Write out exactly the lines from the line that contains "Place one marker on each instance of the bare" through the final line of the listing below, and no others.

**Source data**
——
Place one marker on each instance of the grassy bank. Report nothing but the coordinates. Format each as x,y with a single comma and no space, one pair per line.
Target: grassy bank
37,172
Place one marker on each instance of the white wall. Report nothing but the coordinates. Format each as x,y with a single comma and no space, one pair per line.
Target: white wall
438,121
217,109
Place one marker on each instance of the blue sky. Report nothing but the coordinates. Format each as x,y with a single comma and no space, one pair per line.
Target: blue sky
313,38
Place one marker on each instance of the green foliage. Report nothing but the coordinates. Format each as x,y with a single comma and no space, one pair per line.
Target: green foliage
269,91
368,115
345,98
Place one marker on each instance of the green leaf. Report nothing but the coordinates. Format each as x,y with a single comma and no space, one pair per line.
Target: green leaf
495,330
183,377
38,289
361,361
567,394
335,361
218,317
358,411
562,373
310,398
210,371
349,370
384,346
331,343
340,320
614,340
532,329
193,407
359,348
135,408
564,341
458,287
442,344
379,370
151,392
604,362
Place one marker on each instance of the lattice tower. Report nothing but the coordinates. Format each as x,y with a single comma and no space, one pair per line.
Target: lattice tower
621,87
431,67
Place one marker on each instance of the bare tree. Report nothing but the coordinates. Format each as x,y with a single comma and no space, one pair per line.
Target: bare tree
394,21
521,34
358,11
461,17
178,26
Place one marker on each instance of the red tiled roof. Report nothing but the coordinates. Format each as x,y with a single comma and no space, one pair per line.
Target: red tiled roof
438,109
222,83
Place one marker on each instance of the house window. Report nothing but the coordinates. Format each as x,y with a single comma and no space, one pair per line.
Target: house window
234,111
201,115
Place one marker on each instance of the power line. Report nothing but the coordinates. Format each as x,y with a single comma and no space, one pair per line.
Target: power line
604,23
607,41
——
**Your solution**
Place one marker on each instance of the bare tree. Report nothing but the coordinates. Format each as x,y with a single comma and no space, one pair per line.
Target: bare tree
394,21
521,34
358,11
461,17
178,26
Place one marker on each instance of the red tiled roof. Report nothing but the coordinates. Format each as x,y with a single comma and no space, one pair per line.
Target: red tiled roof
438,109
222,83
Place one marker on each instance of the house window. Report nothing but the coordinates. Format each as x,y with a single comma and no space, one pair per line.
Target: house window
234,111
201,115
Place one marker on each instance of the power line. Report nothing but the coordinates. Format each as x,y with a single comma and no space, one pair per line.
Target: power line
604,23
607,41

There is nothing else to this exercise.